AIM OF THE EXERCISE: Can you reproduce the lines below, from the first line through the line with "[132,274,197,327]" (both included), with the requests left as they are and every box coordinate in the answers multiplied by 1.55, rounded to a whole number with halves going up?

EXCERPTED DATA:
----
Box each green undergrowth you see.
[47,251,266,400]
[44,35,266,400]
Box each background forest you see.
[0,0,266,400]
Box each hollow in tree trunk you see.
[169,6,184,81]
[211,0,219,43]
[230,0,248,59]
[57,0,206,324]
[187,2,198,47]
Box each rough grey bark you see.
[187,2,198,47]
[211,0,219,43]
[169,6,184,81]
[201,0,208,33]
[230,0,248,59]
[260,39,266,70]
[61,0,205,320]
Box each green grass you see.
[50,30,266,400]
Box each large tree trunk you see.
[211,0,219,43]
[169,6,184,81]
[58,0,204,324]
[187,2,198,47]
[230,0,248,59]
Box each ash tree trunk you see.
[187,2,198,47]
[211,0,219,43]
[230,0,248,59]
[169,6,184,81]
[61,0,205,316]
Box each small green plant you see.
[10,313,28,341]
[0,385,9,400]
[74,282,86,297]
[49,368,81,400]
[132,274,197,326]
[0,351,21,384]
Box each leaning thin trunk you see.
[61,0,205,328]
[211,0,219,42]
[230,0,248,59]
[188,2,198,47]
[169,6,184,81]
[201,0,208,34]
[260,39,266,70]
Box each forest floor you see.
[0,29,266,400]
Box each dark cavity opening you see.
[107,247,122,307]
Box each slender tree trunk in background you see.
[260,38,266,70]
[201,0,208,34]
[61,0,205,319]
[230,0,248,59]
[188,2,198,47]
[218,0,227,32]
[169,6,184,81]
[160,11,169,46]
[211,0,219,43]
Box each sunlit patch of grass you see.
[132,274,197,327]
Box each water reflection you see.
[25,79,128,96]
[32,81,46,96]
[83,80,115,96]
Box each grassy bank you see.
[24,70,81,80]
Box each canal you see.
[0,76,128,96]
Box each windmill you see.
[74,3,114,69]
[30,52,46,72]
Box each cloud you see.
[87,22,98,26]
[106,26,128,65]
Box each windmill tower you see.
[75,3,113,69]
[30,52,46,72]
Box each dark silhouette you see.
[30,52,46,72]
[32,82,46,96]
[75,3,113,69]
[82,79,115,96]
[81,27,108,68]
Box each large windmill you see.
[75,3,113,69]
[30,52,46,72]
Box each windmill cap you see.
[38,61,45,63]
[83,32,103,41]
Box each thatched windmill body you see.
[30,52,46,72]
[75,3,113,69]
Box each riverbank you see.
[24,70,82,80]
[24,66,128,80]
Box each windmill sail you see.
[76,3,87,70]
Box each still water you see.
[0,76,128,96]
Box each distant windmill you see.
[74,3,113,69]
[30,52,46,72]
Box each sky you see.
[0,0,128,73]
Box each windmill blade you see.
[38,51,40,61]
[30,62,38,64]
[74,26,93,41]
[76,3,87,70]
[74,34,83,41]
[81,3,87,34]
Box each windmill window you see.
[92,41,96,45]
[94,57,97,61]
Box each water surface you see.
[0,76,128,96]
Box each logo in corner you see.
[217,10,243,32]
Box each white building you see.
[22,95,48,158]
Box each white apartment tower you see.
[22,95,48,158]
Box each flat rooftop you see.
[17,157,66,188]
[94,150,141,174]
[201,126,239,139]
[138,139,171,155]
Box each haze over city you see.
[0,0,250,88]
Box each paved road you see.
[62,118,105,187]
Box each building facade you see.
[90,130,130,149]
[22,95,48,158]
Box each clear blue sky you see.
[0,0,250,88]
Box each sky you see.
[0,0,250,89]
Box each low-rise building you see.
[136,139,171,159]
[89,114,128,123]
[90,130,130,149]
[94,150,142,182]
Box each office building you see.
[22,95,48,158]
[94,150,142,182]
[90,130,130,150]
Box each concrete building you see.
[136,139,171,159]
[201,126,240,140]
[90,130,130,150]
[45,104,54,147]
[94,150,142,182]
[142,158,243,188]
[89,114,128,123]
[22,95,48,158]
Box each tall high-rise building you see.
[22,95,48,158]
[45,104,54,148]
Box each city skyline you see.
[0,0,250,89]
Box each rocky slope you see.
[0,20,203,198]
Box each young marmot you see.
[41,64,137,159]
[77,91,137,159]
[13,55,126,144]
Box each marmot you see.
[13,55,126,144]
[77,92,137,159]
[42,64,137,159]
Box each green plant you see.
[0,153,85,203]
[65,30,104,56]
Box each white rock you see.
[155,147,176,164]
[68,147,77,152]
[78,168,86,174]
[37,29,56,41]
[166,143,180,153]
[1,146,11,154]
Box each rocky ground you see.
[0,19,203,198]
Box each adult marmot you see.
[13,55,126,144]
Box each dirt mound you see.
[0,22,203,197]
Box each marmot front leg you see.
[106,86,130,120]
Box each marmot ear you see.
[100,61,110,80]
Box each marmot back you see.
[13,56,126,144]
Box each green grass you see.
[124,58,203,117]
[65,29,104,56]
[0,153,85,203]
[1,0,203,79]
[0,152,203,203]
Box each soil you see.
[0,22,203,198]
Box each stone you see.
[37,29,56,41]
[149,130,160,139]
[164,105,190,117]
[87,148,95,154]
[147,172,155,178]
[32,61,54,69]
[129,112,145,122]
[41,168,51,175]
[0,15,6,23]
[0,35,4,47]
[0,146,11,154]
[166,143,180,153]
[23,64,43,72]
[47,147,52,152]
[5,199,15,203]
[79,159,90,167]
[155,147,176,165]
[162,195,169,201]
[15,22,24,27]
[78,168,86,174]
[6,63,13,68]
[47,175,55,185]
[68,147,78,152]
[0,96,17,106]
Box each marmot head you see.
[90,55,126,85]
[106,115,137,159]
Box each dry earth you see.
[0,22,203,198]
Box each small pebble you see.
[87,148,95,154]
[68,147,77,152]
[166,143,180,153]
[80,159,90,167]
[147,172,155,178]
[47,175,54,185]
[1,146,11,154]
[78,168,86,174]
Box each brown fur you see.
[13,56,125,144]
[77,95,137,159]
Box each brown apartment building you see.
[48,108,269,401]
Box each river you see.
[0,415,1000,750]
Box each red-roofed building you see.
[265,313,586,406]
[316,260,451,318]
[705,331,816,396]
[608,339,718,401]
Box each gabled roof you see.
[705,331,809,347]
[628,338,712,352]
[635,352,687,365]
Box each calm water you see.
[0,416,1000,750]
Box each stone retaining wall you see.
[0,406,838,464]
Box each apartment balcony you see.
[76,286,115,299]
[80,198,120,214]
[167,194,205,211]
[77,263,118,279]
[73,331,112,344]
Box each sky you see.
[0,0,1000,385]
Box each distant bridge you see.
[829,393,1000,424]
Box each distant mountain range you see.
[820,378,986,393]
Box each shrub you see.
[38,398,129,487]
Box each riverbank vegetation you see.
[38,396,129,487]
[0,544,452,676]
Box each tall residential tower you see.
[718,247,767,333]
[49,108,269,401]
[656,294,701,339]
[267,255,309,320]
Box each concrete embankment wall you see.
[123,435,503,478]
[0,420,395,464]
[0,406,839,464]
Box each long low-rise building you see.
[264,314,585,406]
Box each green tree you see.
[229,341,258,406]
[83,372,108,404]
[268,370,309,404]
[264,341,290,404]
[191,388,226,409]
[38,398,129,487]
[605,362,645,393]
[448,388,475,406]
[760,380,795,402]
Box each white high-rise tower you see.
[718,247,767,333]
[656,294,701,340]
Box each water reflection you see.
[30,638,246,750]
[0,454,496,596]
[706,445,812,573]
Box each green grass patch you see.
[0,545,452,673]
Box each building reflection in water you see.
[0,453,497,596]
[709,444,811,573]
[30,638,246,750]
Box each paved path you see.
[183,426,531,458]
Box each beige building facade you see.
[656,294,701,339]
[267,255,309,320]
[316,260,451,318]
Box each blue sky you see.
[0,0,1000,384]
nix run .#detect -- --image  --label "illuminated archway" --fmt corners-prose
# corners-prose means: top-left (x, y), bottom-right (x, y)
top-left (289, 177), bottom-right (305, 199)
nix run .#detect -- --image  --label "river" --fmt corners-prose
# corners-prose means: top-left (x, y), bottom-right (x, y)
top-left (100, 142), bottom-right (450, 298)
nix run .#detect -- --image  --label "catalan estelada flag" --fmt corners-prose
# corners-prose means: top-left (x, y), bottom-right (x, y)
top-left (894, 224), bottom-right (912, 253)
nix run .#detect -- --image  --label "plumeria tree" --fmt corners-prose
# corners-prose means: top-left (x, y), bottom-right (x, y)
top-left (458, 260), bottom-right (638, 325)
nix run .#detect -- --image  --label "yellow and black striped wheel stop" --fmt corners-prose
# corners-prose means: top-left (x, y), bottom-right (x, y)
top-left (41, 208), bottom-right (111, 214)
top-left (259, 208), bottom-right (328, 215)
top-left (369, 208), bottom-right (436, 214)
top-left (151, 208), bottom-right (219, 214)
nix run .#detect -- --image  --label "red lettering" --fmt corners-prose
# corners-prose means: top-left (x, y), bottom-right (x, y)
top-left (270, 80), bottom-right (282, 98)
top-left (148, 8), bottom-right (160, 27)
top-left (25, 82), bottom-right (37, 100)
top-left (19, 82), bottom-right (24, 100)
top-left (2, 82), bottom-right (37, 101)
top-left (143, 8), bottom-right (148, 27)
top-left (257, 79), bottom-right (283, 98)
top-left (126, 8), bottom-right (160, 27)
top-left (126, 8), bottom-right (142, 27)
----
CORRECT OUTPUT:
Box each green undergrowth you see.
[73,389,412,620]
[68,54,412,620]
Box each background forest you see.
[0,0,412,620]
Box each hollow in tree trunk you see.
[262,9,285,126]
[327,0,339,67]
[357,0,384,91]
[88,0,319,502]
[290,3,307,73]
Box each rough grey bark you see.
[290,3,307,73]
[327,0,339,67]
[262,9,285,126]
[312,0,322,51]
[357,0,384,91]
[403,60,412,109]
[95,0,318,496]
Box each green grass you see.
[78,47,412,620]
Box each large tree trunk you see.
[327,0,339,67]
[262,9,285,126]
[90,0,316,502]
[290,3,307,73]
[357,0,384,91]
Box each ash tree trunk you see.
[290,3,307,73]
[327,0,339,67]
[357,0,384,91]
[262,9,285,126]
[95,0,318,490]
Box each small green plant you see.
[16,485,43,529]
[0,597,14,620]
[115,437,133,460]
[76,570,126,620]
[205,425,305,505]
[0,544,33,595]
Box each leaning thin trunk you see.
[95,0,318,508]
[327,0,339,65]
[357,0,384,91]
[291,3,307,73]
[262,9,285,126]
[312,0,322,53]
[403,60,412,109]
Box each forest floor you see.
[0,45,412,620]
Box each dark cavity opening you see.
[166,383,189,476]
Box each slender tree trunk in background you see.
[403,59,412,109]
[312,0,322,53]
[95,0,318,494]
[357,0,384,91]
[291,3,307,73]
[338,0,352,50]
[262,9,285,126]
[248,17,262,71]
[327,0,339,67]
Box each sunlit patch of grass you see.
[205,425,305,507]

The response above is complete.